> [The task]:
Please locate each line in the listing below that contains the word "straw" and copy those lines out in full.

> [Input for this task]:
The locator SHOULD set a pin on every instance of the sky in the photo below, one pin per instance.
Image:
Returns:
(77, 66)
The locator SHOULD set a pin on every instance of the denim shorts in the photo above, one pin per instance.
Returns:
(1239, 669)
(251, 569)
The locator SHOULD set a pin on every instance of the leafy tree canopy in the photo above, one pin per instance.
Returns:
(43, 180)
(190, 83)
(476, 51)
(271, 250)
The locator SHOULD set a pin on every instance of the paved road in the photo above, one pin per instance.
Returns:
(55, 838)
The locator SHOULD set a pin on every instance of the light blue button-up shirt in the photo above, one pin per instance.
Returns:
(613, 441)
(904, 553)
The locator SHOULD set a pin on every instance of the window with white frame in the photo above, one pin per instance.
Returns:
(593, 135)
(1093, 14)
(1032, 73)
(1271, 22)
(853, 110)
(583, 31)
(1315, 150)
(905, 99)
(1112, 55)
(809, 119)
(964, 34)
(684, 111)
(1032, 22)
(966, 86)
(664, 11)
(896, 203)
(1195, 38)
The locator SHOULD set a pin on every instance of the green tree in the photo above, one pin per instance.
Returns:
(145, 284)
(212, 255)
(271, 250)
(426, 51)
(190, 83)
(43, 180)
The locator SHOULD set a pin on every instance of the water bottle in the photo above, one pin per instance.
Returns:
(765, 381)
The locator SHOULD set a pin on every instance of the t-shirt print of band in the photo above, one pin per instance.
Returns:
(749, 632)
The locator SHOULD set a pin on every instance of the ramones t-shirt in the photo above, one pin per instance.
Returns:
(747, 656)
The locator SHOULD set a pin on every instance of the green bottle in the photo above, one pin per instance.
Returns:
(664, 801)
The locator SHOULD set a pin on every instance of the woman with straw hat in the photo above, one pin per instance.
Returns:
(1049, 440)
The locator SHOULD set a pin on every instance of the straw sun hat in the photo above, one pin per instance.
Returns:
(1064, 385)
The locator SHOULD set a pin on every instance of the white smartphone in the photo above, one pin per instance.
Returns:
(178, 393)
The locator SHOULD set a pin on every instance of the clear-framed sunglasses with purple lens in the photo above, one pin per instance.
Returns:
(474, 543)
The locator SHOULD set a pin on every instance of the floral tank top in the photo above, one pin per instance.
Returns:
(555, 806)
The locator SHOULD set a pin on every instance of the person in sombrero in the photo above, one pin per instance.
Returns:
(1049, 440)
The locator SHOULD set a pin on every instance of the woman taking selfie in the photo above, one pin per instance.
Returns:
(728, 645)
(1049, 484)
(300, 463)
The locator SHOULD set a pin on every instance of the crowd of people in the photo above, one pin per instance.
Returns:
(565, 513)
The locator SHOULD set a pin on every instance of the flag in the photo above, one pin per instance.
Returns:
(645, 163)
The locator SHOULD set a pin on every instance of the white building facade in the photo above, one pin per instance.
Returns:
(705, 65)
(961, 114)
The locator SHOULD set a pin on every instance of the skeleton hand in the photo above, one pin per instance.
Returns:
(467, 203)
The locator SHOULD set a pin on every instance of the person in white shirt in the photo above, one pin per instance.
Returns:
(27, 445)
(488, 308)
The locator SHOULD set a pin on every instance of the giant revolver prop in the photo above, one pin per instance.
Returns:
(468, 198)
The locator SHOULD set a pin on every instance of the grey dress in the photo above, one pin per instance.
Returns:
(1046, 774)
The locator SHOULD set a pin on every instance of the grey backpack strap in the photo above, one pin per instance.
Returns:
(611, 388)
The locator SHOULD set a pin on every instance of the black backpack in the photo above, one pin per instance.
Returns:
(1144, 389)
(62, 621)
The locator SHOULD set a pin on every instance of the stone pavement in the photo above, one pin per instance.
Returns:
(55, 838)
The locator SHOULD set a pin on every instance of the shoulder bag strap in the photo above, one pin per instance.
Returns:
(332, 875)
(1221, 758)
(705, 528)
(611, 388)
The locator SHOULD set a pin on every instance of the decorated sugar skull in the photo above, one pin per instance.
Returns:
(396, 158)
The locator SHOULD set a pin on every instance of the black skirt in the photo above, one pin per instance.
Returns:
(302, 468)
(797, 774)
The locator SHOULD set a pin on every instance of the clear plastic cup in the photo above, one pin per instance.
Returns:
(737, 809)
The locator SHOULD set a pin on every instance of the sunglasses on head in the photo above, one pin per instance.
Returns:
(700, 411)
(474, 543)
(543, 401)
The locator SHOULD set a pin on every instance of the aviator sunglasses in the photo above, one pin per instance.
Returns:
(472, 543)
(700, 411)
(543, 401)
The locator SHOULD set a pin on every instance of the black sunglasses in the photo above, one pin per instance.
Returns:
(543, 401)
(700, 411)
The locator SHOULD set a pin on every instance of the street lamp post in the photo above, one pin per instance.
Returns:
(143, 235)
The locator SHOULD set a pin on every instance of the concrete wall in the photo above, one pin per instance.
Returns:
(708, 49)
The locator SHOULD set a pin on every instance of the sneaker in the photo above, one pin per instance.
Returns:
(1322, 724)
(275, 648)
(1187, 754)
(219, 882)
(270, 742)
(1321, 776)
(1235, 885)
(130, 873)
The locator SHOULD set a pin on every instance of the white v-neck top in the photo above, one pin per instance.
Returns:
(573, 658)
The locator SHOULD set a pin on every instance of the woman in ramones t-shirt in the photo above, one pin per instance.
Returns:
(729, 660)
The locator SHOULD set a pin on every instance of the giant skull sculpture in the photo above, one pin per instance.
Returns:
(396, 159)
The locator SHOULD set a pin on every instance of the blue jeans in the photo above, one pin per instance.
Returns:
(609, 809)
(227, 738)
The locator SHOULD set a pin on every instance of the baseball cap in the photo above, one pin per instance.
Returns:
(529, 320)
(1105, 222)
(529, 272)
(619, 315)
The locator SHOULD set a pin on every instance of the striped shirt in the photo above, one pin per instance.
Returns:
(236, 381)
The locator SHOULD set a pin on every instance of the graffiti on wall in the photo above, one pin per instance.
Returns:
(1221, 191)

--

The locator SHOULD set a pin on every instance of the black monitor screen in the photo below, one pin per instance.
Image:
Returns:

==

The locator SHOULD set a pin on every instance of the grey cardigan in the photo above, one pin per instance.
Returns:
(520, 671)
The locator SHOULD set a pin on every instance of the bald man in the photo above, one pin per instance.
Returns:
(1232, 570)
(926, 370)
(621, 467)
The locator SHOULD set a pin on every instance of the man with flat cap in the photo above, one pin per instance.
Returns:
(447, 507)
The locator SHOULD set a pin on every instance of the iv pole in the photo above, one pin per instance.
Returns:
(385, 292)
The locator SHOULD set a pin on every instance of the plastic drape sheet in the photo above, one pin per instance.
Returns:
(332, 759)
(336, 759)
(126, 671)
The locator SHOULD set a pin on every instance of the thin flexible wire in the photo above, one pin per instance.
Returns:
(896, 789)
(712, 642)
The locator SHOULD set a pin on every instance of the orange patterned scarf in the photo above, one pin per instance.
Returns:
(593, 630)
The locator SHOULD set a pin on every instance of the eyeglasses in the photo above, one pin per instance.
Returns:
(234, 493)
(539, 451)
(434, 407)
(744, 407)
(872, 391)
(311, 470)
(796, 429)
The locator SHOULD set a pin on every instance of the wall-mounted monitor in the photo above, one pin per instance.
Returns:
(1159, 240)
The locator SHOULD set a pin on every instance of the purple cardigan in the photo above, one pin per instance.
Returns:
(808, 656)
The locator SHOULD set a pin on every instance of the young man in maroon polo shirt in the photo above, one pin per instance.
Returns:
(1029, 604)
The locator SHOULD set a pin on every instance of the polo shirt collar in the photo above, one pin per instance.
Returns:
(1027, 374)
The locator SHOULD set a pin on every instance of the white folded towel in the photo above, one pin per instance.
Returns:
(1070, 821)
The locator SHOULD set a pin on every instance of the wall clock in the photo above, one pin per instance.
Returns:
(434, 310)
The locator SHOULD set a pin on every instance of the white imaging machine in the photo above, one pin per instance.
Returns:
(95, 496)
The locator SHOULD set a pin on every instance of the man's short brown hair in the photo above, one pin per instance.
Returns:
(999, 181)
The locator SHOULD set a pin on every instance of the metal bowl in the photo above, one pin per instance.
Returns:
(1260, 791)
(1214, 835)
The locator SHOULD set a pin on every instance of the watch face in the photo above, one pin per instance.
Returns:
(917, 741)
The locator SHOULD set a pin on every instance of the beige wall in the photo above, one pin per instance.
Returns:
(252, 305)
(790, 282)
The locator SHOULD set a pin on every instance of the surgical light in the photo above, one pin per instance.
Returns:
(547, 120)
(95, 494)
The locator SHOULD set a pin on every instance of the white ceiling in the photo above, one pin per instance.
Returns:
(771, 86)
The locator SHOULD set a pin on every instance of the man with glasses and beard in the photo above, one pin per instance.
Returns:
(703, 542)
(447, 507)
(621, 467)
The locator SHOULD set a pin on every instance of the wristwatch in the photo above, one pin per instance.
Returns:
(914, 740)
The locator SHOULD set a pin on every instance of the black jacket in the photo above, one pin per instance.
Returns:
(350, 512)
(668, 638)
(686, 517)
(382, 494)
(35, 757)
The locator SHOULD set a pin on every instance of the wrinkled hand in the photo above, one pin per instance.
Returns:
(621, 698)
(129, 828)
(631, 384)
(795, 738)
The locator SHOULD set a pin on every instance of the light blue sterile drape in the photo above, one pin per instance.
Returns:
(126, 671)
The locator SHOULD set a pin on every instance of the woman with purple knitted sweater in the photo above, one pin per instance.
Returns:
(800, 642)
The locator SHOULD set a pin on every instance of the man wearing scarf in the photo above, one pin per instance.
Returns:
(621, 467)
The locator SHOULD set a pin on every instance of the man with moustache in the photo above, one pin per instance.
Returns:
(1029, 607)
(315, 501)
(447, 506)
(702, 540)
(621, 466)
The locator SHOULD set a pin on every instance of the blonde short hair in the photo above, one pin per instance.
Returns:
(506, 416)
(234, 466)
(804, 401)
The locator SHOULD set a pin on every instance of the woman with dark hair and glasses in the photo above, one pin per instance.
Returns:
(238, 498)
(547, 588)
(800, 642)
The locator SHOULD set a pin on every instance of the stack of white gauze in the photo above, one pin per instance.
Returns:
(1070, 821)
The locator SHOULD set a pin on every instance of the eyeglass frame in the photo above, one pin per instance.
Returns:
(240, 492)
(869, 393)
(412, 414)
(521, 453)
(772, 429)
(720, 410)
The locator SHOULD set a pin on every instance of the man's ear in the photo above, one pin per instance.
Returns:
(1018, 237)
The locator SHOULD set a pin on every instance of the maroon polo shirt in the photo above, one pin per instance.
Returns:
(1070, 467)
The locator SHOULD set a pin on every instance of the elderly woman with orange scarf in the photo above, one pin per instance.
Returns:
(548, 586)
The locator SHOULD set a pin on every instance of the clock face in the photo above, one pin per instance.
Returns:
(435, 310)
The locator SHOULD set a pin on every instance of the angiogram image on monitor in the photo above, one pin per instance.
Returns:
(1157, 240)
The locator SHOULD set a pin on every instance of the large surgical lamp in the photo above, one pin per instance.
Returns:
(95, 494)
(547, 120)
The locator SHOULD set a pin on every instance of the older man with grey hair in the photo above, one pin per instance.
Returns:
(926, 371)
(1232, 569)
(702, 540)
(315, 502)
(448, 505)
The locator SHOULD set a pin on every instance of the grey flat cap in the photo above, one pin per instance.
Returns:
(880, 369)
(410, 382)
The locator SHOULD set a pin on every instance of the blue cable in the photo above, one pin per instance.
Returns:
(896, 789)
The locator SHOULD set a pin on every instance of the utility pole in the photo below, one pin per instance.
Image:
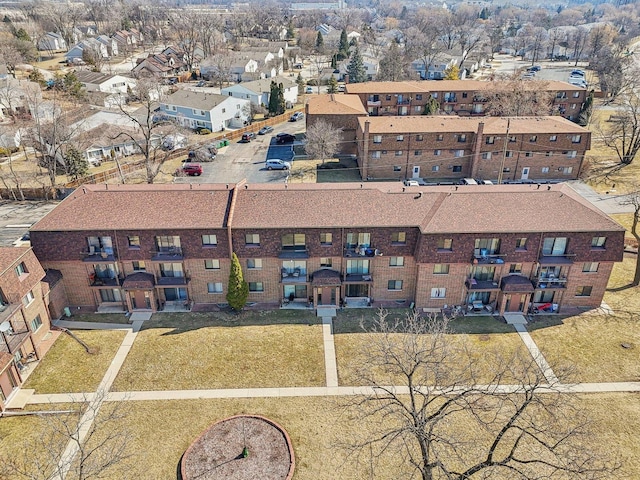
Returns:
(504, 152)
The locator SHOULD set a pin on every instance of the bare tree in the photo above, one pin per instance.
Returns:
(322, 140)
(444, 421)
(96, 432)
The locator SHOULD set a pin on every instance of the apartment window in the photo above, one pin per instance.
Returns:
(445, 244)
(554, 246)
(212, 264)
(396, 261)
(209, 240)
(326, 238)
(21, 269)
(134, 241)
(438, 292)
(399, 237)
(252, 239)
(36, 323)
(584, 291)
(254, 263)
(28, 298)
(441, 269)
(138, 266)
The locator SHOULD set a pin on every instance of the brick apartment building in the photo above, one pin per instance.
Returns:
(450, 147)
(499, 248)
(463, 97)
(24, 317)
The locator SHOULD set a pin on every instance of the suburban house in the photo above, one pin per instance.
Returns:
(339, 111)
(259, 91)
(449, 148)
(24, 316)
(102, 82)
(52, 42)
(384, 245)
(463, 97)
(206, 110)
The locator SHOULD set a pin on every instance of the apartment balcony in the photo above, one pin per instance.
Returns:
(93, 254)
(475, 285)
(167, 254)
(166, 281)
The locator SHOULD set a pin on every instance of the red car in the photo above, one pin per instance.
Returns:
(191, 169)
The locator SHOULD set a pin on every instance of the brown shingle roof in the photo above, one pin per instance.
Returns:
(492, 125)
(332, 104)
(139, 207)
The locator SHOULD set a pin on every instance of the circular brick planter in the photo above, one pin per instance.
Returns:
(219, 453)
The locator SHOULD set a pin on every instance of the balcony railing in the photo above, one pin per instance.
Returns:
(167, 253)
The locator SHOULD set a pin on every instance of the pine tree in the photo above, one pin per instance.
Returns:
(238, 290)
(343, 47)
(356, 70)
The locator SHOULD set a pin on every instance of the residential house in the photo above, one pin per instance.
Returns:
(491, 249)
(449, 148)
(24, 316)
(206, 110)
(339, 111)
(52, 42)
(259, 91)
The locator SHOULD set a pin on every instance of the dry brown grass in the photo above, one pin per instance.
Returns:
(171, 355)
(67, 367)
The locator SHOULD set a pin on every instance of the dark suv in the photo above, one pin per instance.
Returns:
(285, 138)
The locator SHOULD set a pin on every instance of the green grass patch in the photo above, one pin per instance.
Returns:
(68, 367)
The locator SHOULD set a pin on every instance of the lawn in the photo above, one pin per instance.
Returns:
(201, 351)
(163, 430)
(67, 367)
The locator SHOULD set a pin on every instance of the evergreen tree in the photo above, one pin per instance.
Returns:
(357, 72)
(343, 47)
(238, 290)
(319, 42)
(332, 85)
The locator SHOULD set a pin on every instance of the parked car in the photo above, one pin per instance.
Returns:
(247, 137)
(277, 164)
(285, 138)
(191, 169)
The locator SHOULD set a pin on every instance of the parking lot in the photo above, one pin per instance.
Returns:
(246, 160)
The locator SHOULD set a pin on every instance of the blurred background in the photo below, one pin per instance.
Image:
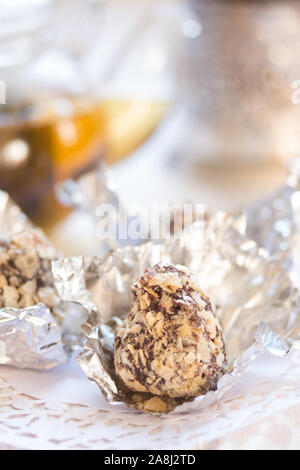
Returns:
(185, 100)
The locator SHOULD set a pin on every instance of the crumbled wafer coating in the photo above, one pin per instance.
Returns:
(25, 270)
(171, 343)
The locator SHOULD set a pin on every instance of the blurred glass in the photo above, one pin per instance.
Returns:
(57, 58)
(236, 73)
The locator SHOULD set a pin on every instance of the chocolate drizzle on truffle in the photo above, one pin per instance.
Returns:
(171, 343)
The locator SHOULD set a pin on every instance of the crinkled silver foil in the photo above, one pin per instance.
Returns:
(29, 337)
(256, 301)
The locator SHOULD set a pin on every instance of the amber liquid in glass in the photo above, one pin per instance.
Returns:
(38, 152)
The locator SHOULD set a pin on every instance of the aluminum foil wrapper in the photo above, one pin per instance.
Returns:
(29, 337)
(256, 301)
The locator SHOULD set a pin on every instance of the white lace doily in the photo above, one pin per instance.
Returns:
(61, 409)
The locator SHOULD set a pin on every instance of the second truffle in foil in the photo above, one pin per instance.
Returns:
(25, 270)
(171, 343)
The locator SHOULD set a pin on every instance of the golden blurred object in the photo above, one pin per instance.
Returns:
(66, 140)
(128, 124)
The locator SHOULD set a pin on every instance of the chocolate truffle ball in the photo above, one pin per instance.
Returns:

> [Answer in full]:
The locator SHOULD set a pin on every instance of the woman with straw hat in the photo above, one pin per instance.
The locator SHOULD set a pin on every instance of the straw sun hat in the photo above, one pin per instance.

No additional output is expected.